*KETENTUAN LATIHAN:*
(a) Terjemahkan kalimat dari kutipan tentang teori modernisasi dan dependensi ini ke dalam bahasa Inggris: "Karenanya, tidak mengherankan jika kapitalisme sangat mewarnai teori-teori pembangunan."
(b) Menurut kutipan tentang teori modernisasi dan dependensi, kapan dan di mana teori modernisasi lahir?

*KUTIPAN PILIHAN:*
Perspektif Teori Modernisasi dan Dependensi
Dalam
perkembangan sejarahnya, terlihat bahwa kapitalisme lahir lebih kurang tiga
abad sebelum teori-teori pembangunan muncul, sehingga berbagai perdebatan
terhadap teori maupun praktek pembangunan sudah berada di dalam alam
kapitalisme. Karenanya, tidak mengherankan jika kapitalisme sangat mewarnai
teori-teori pembangunan.
Sejarah lahirnya teori modernisasi
adalah pada tahun 1950-an di Amerika Serikat, dan merupakan respons para kaum
intelektual atas Perang Dunia, yang bagi penganut evolusi,[7]
dianggap sebagai jalan optimis menuju perubahan. Sebenarnya, teori modernisasi
ini lahir dalam suasan ketika dunia memasuki perang dingin[8]
antara negara-negara komunis di bawah pimpinan negara Sosialis Uni Sovyet Rusia
dengan negara kapitalis yang dipimpin oleh Amerika Serikat.
Motivasi teori modernisasi adalah untuk
merubah cara produksi masyarakat berkembang sesungguhnya adalah usaha merubah
cara produksi pra-kapitalis ke kapitalis; sebagaimana negara-negara maju sudah
menerapkannya untuk ditiru. Selanjutnya, dalam teori dependensi yang bertolak
dari analisa Marxis, dapat dikatakan hanyalah mengangkat kritik terhadap
kapitalisme dari skala pabrik (majikan dan buruh) ke tingkat antar negara (sentral
dan pinggiran) dengan analisis utama yang sama, yaitu eksploitasi. Demikian
halnya dengan teori sistem dunia yang didasari teori dependensi, menganalisis
persoalan kapitalisme dengan satuan analisis dunia sebagai hanya satu sistem,
yaitu sistem ekonomi kapitalis.

Data penunjukan wilayah
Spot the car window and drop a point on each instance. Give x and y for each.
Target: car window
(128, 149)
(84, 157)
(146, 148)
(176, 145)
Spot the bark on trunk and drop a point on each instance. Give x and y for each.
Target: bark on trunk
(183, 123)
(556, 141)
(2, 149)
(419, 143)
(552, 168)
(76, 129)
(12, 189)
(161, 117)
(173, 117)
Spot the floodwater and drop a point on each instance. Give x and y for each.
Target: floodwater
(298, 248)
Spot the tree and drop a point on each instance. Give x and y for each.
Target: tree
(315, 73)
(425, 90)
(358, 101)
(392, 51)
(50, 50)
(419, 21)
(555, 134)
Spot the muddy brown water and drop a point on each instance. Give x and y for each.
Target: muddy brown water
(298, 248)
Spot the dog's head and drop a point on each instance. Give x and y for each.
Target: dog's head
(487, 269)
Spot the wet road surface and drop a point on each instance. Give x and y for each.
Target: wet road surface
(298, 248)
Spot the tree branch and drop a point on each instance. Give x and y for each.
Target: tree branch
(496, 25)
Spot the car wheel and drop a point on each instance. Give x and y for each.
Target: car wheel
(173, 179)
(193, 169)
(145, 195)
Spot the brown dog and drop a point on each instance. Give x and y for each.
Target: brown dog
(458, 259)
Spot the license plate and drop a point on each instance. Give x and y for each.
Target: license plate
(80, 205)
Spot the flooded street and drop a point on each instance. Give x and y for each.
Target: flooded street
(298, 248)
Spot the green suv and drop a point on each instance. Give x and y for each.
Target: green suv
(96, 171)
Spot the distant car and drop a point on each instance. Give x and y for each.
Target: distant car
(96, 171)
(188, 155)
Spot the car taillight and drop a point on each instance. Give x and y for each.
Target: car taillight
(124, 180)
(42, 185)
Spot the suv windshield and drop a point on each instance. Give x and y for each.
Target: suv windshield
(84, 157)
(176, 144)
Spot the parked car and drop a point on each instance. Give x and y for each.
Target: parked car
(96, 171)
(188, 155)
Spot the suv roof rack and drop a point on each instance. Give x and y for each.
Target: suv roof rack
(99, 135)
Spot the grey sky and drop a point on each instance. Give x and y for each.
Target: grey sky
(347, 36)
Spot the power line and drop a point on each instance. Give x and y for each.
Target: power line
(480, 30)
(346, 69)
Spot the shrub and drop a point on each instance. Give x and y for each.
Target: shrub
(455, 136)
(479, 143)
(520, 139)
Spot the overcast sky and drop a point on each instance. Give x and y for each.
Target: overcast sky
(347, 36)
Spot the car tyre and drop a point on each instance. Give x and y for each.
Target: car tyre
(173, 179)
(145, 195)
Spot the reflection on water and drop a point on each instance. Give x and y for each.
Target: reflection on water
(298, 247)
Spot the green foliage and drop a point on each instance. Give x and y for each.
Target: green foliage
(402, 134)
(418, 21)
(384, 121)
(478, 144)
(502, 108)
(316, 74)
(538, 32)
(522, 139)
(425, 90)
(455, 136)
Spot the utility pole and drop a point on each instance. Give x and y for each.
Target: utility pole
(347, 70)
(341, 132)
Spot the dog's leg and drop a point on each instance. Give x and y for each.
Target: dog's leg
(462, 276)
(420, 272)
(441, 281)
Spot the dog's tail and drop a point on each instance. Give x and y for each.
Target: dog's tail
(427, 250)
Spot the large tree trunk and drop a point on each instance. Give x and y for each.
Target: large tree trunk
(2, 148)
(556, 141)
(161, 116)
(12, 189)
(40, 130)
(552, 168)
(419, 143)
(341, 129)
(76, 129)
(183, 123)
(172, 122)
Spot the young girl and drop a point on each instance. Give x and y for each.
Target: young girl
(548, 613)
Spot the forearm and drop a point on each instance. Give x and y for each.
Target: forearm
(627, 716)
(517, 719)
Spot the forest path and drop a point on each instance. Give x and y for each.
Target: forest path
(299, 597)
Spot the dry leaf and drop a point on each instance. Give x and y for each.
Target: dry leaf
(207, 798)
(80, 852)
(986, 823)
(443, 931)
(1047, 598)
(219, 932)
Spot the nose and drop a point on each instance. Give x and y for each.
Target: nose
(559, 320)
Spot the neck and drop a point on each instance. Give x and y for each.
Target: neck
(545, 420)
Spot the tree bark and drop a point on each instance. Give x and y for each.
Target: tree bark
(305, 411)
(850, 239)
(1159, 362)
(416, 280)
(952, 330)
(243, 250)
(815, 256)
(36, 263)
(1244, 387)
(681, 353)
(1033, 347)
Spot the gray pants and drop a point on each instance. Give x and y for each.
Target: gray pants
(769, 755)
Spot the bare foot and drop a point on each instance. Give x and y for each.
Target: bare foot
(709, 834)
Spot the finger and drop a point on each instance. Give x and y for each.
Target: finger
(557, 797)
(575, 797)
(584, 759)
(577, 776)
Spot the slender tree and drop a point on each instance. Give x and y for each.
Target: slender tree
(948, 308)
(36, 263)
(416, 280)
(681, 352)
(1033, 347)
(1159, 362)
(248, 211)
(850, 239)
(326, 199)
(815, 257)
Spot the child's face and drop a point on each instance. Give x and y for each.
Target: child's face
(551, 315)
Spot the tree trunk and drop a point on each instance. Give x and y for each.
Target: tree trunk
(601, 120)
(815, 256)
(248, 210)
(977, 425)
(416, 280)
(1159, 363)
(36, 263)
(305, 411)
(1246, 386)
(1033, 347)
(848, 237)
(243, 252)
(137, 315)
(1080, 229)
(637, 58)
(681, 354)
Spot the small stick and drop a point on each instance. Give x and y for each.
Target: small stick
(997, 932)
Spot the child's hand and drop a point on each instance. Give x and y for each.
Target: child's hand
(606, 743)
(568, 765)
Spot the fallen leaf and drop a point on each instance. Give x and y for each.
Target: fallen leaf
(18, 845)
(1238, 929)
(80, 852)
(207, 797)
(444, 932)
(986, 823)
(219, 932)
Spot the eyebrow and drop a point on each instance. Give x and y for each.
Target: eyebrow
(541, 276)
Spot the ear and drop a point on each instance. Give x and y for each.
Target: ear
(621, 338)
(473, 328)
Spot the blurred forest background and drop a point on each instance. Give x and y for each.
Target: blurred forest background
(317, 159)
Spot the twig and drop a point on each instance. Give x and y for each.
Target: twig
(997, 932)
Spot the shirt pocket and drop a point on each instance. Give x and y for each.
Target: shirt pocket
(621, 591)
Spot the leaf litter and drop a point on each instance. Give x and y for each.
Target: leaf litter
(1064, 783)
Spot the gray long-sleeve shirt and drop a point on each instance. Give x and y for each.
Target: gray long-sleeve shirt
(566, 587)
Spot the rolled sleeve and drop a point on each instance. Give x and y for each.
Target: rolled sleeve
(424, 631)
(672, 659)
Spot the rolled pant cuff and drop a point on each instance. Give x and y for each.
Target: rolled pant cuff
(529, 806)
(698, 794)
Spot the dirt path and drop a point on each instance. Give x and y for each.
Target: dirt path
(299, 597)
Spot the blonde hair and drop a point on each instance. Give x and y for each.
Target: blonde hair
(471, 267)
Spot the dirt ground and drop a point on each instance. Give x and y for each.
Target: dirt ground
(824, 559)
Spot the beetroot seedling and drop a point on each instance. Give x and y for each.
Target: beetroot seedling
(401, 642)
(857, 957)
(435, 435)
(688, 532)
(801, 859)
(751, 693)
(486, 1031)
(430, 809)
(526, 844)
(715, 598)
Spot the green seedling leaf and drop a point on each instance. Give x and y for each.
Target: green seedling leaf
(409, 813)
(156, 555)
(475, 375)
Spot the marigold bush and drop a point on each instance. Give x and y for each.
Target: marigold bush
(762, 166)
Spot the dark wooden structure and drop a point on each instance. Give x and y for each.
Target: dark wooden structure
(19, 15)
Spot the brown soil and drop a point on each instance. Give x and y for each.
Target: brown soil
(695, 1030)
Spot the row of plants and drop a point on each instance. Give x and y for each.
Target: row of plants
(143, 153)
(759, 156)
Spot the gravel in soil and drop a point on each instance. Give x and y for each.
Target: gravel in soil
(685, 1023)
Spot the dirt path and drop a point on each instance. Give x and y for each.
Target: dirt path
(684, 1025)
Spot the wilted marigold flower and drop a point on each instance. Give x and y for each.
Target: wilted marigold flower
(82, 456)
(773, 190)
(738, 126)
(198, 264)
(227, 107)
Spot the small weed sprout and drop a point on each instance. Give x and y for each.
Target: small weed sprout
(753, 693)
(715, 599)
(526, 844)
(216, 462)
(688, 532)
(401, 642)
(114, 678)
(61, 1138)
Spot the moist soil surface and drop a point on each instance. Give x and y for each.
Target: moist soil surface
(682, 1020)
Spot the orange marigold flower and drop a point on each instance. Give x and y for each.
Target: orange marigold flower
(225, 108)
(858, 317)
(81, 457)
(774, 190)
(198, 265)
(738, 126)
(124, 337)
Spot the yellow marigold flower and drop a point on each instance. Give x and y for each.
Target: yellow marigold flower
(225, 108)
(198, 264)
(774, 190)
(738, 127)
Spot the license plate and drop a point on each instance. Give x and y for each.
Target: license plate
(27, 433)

*JAWABAN BERURUTAN:*
(a) Therefore, it is not surprising that capitalism strongly colors development theories.

(b) Teori modernisasi lahir pada tahun 1950-an di Amerika Serikat.